*Task statement*. Your job is to return every line of the listing holding the string "Look".

·····

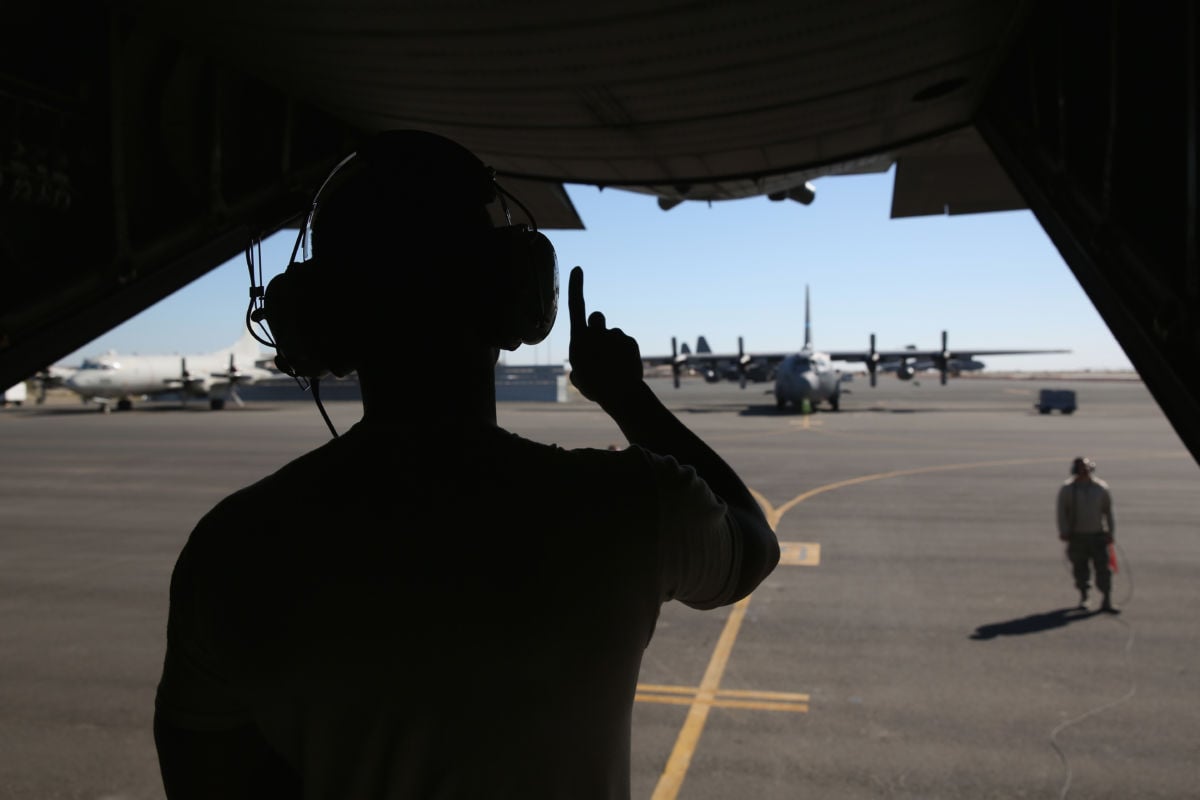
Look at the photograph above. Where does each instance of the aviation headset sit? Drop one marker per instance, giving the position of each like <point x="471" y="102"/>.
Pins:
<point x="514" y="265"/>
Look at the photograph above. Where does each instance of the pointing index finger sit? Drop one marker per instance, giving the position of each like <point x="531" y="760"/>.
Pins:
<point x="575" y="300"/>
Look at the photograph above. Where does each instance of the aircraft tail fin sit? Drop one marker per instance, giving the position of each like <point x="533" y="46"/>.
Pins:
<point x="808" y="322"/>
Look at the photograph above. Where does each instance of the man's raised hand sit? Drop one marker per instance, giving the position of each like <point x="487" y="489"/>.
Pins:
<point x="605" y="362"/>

·····

*Result*.
Look at the photograph above. Where does each instance of the aviation headset sit? Drop one marker per instance, giving the position of each like <point x="471" y="102"/>.
Look at the photograph above. Where does each instance of the pointing index finger sit? Drop one marker per instance, giving the position of each like <point x="531" y="760"/>.
Look at the photograph above. Where does each instance of the aircraft tail fin sit? Drop one marker per instance, giving the position of each like <point x="533" y="46"/>.
Look at the photograph above. Where does each instance of the man's raised hand sit? Drop one marker per instance, giving the position of each like <point x="487" y="489"/>.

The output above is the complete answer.